[Some records]

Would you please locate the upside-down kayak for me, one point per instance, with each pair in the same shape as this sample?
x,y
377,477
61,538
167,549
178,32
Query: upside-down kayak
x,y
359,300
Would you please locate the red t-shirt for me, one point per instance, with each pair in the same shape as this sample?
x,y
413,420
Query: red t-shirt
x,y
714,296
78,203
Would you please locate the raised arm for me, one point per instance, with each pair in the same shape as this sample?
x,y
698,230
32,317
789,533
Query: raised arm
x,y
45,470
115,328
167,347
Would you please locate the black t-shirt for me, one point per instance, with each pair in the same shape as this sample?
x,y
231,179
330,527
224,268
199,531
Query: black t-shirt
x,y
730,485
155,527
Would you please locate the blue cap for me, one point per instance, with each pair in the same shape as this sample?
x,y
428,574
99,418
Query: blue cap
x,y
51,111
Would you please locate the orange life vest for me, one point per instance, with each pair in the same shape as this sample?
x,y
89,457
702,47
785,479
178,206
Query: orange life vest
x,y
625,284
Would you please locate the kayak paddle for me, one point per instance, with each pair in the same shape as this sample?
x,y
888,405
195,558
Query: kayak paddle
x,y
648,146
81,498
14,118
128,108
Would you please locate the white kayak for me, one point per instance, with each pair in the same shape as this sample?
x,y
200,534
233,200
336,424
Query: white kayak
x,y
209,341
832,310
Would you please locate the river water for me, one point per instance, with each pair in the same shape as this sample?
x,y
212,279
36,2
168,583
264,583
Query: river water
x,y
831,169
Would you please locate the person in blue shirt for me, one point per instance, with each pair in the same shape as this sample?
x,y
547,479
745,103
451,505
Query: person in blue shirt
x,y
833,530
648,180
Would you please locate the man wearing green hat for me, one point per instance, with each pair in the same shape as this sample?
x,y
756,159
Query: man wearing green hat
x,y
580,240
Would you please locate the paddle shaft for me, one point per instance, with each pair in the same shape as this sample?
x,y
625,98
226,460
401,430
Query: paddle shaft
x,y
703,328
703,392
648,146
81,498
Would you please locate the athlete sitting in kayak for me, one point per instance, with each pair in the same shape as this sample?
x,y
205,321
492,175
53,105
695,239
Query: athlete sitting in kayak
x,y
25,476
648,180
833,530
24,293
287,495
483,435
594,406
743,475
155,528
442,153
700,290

*Goal of the exercise*: Output exactly the lines from the one containing "Would you please locate the kayak" through the last line of the entries, both ends included.

*Result of the task*:
Would you please locate the kayak paddle for me, one point per instance, with each pair in the same shape as this sample?
x,y
888,405
195,558
Query: kayak paddle
x,y
648,146
81,498
14,118
128,108
Would you please locate the white kayak for me, one point per instance, with each pair in the same shape as this sample?
x,y
200,534
233,200
336,424
Query: white kayak
x,y
209,341
832,310
Would you please locate the river water for me, one point per instance, with each pair in the same shape as this sample?
x,y
212,279
36,2
168,583
264,583
Query: river water
x,y
831,169
Would you please locate the person in blue shirt for me, one point per instance, with each pair in the same shape as this sample?
x,y
547,479
745,103
451,505
Query: person in blue shirt
x,y
833,530
648,180
Would you please locate the man wearing green hat for me, one point per instance, with each pair in the same shape as this sample?
x,y
756,159
Query: man wearing green hat
x,y
580,240
Would you please locate the paddle shaft for me, one point per instance, with each pair in the same shape as this sample?
x,y
625,98
226,460
401,430
Query: paddle shaft
x,y
703,328
703,392
648,146
81,498
Would you please locate the athlete sitting in kayak for me, one point per instance, with each pair in the same shape as this sample?
x,y
205,321
492,175
53,105
695,239
Query: athlete sitting in kayak
x,y
25,476
648,180
833,530
24,293
287,495
483,435
594,406
743,475
155,528
442,153
700,290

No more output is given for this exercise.